DIRECTIONS:
In the listing below, transcribe the line that contains "Query: door hinge" and all lines following it, ending with the last line. Add nothing.

DATA TO EXAMINE:
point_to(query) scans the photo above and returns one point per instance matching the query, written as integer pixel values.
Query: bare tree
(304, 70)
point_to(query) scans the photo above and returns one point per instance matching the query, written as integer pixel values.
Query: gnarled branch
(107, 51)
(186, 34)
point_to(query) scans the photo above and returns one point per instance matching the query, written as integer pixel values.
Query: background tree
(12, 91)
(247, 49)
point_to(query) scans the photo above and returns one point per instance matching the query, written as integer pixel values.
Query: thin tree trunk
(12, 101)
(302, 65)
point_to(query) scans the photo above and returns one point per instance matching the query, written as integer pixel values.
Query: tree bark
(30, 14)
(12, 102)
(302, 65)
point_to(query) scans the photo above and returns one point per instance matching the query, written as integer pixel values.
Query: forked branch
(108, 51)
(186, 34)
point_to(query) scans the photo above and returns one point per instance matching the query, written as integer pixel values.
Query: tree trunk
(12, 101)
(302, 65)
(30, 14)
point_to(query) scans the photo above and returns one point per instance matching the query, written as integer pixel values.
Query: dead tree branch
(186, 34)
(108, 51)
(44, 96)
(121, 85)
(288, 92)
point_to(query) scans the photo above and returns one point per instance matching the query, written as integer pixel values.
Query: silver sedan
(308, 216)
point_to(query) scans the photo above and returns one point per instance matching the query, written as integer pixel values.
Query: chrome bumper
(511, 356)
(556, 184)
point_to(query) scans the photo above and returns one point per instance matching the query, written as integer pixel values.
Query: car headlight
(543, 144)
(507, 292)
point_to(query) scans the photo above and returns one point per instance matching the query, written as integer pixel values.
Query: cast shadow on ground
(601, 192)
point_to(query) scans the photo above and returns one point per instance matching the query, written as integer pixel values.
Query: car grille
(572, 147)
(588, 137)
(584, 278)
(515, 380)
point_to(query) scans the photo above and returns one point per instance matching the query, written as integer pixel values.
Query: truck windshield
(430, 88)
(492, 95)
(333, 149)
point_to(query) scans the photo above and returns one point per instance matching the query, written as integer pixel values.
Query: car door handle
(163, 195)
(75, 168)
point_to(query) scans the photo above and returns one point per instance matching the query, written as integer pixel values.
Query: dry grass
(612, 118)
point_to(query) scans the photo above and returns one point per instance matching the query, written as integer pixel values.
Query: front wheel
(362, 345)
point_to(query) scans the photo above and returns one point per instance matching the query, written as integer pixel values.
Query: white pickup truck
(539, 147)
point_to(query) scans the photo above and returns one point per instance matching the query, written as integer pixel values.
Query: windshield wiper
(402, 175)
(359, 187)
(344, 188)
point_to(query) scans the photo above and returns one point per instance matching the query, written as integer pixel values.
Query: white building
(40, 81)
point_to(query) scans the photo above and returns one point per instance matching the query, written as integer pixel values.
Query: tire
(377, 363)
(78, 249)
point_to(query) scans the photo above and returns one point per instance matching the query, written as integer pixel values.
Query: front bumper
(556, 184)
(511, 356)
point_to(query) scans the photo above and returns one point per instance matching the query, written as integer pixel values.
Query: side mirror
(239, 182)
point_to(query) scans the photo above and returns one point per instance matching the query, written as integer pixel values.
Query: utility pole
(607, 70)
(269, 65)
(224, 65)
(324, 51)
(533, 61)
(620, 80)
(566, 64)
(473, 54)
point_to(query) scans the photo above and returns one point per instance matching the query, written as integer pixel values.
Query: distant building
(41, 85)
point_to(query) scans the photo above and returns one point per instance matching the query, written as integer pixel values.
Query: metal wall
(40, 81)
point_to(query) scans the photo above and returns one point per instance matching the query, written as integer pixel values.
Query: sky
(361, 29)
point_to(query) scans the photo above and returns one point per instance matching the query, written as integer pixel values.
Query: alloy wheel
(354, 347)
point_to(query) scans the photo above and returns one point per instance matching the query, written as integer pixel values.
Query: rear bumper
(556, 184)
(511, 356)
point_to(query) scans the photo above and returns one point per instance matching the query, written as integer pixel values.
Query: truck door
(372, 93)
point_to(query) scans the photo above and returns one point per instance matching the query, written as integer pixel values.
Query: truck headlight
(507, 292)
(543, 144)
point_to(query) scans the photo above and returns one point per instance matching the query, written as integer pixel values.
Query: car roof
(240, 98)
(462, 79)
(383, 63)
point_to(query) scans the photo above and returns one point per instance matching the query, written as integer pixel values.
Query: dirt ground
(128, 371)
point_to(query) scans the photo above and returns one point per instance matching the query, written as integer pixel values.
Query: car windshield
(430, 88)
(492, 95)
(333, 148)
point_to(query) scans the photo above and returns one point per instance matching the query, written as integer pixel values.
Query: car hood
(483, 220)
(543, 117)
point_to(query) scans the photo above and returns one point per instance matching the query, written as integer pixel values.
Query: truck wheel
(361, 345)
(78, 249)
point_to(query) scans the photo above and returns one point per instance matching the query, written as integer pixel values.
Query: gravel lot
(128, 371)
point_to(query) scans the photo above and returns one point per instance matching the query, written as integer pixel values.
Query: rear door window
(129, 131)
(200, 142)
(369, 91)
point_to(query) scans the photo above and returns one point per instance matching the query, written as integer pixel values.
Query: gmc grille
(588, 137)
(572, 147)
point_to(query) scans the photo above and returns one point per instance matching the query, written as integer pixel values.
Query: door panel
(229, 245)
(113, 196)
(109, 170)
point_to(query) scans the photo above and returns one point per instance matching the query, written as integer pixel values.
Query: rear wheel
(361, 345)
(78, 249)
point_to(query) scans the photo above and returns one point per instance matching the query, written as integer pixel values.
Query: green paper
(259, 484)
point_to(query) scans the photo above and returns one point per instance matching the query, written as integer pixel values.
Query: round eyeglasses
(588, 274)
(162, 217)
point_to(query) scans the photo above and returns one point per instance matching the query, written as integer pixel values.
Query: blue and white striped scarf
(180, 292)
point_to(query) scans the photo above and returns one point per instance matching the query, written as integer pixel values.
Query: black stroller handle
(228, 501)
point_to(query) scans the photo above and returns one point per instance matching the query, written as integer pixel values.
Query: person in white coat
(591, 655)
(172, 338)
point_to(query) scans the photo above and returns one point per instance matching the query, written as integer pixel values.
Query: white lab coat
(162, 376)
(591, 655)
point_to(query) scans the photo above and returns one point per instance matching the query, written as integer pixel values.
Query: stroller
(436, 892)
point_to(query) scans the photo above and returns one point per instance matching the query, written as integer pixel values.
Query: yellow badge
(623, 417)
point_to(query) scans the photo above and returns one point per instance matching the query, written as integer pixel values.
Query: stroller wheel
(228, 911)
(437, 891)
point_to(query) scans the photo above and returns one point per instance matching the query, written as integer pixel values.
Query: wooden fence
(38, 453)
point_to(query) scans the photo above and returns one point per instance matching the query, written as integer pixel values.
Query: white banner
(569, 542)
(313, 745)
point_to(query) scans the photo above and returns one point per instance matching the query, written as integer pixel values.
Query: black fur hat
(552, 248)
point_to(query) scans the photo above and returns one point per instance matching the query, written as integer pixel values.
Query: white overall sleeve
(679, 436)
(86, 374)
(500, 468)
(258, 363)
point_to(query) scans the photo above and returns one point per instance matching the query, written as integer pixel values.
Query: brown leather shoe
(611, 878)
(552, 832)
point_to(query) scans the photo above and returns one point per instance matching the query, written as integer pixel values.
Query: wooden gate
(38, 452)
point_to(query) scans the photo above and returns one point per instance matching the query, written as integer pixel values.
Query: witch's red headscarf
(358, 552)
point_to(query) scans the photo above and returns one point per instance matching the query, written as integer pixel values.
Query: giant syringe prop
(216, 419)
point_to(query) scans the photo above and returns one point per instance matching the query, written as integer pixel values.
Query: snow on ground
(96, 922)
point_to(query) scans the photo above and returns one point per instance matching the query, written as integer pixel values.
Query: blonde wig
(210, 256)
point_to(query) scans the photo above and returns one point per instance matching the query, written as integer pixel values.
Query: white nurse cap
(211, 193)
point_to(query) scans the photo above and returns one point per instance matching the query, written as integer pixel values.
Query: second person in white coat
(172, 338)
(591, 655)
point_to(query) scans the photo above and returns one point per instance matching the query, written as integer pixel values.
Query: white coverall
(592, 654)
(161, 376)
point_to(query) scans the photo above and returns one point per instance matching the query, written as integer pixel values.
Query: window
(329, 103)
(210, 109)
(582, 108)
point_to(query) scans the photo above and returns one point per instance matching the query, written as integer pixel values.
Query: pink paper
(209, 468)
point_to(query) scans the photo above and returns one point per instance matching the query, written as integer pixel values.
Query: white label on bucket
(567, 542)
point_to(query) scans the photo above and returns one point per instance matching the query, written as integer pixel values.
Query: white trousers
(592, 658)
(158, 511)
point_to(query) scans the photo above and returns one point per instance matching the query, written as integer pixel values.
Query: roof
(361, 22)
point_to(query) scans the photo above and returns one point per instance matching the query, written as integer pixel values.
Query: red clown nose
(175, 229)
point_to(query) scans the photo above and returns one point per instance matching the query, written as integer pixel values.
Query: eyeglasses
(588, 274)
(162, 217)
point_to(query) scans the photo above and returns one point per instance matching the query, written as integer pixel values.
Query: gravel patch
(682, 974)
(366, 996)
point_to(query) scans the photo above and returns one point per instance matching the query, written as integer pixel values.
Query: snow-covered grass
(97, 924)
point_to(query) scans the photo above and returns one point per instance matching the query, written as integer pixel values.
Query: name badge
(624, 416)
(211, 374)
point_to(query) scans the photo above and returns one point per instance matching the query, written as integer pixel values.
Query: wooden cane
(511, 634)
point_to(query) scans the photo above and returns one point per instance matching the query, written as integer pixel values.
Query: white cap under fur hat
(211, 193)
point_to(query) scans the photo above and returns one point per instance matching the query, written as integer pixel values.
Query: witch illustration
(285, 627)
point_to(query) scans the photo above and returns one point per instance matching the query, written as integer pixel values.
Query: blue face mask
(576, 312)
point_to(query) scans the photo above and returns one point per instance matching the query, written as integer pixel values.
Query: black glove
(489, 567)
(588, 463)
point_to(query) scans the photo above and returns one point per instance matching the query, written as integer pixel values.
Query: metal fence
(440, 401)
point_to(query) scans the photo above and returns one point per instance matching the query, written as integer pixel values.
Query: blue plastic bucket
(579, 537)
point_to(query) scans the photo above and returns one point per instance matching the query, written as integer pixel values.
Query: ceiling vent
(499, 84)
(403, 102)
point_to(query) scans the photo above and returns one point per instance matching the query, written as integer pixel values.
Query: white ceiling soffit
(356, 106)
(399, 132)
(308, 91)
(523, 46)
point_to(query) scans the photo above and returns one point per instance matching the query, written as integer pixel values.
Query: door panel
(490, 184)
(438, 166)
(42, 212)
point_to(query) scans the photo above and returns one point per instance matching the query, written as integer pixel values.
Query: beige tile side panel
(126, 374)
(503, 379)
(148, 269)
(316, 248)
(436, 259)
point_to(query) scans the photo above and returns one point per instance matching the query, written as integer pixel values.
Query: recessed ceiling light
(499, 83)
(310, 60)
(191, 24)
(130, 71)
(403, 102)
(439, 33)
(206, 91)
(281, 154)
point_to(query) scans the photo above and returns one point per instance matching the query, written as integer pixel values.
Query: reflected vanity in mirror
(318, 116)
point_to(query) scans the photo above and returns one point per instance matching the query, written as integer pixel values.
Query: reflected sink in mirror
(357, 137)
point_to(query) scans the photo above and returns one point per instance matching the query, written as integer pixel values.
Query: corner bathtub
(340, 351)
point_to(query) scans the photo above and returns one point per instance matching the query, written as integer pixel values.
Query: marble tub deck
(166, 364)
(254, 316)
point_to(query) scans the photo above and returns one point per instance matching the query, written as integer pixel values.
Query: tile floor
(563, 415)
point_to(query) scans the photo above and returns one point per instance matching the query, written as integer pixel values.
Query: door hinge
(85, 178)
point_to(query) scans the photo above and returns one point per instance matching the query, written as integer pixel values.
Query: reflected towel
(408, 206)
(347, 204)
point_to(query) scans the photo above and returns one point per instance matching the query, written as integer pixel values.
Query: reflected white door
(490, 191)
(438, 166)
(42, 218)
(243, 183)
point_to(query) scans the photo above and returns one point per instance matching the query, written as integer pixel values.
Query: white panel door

ANSWER BOX:
Query: door hinge
(85, 178)
point_to(query) scans the photo above and returns one point per instance matching the query, written as integer pixel values.
Query: reflected towel
(408, 206)
(347, 204)
point_to(query) scans the photo above and returns one point per instance matching the query, written as integer pixel values.
Query: reflected white door
(490, 191)
(438, 166)
(42, 218)
(243, 183)
point_to(query) scans the photo above and returns one point per instance matching the query, written as integer pixel values.
Query: white panel door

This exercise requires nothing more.